**What the task requires**
Starting from the first line, transcribe the whole listing exactly.
+ + + +
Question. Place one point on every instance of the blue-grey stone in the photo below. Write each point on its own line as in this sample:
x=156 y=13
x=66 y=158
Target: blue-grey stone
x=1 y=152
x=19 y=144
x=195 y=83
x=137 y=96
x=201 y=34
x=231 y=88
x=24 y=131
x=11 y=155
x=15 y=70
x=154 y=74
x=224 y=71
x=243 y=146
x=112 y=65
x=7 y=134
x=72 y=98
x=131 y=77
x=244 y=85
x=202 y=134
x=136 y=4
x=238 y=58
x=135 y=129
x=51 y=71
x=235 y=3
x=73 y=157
+ + + +
**Task solution**
Question. Place one point on every instance of the blue-grey stone in the photo below. Write each point on its own line as in this sample:
x=156 y=13
x=66 y=158
Target: blue-grey stone
x=1 y=152
x=19 y=144
x=195 y=83
x=137 y=96
x=201 y=34
x=231 y=88
x=24 y=131
x=11 y=155
x=15 y=70
x=154 y=74
x=224 y=71
x=243 y=146
x=112 y=65
x=7 y=134
x=72 y=98
x=131 y=77
x=244 y=85
x=202 y=134
x=136 y=4
x=238 y=58
x=135 y=129
x=51 y=71
x=235 y=3
x=73 y=157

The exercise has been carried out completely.